Data in this exercise
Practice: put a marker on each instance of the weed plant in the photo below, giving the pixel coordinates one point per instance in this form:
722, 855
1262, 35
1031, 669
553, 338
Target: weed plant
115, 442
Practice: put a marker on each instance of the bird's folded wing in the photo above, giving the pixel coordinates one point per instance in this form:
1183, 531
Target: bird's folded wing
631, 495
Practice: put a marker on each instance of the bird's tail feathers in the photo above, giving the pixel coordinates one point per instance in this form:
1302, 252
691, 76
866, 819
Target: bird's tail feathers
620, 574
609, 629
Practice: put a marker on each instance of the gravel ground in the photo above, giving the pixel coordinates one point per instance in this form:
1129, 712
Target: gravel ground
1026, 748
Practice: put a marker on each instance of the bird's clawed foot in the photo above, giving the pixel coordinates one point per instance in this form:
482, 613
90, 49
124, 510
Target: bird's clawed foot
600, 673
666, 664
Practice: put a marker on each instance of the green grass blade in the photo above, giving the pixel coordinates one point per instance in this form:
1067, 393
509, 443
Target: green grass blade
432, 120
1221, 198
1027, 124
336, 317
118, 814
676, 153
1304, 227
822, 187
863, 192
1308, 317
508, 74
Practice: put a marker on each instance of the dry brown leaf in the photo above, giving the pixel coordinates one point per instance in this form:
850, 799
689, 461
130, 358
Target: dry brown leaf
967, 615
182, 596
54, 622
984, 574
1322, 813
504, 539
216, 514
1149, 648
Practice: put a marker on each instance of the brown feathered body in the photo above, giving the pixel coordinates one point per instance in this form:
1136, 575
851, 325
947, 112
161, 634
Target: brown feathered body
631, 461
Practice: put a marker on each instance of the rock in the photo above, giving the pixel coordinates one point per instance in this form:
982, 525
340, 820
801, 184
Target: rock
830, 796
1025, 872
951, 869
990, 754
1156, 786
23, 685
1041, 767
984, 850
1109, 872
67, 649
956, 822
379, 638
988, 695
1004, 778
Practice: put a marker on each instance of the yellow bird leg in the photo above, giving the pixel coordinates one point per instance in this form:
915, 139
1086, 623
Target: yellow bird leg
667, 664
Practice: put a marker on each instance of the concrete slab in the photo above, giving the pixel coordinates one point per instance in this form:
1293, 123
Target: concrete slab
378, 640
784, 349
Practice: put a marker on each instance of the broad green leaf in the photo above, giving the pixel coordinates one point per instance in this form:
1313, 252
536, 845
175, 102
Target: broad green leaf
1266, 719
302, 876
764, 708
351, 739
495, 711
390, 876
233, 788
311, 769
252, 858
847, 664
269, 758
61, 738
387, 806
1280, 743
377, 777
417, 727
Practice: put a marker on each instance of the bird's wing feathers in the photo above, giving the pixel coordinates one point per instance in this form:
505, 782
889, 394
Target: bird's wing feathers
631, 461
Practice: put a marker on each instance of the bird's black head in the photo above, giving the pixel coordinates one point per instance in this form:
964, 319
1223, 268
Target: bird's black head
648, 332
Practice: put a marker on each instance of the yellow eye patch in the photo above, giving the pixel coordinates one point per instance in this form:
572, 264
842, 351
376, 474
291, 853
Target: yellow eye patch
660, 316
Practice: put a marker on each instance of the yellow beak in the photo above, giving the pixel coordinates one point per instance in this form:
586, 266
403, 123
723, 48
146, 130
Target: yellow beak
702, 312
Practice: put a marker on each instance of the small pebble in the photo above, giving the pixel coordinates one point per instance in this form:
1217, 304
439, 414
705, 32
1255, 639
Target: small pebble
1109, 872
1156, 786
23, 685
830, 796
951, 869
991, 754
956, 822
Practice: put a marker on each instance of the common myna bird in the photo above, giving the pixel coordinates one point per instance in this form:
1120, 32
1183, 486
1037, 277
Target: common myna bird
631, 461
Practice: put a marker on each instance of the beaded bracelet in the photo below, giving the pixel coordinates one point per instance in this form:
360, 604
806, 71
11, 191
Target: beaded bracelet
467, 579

Task objective
Among the records above, find the lines where the word "below" appears and copy them.

Solution for this problem
Practice: put a marker on each instance of the weed plant in the photo below, giving the pixel coordinates one point per instance in this form:
Practice: put a marker on each instance of the beaded bracelet in the photo below, giving the pixel coordinates one point per instance in this form:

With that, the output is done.